━━ Data for this task
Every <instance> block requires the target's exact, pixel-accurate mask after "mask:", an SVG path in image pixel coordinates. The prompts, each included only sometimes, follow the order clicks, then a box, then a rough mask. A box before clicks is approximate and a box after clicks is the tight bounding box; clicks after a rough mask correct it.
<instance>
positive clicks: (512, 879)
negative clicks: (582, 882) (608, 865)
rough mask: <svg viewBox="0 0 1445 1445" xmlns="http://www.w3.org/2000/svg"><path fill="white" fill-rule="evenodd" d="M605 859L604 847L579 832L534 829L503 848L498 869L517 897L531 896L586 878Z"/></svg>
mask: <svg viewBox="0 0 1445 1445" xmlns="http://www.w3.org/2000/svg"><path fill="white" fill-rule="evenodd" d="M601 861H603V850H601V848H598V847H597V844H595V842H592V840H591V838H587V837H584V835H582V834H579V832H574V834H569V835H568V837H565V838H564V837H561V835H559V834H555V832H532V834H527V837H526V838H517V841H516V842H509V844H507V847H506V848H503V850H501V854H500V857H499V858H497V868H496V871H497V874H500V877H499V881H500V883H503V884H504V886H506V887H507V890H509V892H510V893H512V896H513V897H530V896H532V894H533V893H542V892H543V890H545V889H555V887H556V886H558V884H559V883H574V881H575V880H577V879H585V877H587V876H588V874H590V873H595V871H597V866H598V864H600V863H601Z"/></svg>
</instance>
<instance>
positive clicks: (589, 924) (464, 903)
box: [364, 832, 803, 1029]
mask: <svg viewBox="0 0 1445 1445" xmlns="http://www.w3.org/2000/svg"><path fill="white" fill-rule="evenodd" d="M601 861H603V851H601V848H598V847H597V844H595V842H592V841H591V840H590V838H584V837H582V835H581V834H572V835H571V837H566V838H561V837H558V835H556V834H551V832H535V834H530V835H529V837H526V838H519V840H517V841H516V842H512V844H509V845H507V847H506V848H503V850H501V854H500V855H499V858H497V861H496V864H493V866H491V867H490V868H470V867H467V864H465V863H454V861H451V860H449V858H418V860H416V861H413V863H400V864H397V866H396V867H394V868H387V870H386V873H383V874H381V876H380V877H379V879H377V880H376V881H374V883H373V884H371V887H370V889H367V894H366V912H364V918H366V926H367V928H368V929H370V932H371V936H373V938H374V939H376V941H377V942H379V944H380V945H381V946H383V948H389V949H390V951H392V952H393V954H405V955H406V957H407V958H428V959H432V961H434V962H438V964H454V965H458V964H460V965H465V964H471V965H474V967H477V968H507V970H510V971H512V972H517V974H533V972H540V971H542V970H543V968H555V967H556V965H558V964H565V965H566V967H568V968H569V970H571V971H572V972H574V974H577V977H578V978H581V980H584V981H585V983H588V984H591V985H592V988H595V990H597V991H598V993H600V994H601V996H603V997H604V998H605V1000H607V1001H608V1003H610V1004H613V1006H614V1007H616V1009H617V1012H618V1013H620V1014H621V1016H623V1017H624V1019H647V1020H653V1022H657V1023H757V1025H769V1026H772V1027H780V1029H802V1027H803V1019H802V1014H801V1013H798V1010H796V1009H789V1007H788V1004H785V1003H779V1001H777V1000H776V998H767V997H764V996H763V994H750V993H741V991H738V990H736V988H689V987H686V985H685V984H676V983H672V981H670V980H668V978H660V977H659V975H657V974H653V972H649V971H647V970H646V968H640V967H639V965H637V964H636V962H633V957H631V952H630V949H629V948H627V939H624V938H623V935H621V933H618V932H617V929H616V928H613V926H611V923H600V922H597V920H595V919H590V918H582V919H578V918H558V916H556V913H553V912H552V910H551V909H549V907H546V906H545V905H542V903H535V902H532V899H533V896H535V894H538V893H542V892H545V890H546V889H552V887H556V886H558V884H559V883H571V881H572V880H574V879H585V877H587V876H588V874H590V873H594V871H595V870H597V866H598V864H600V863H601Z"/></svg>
━━━━
Problem to solve: Return a copy of each line of the material that holds the word "positive".

Task response:
positive clicks: (512, 879)
positive clicks: (589, 924) (464, 903)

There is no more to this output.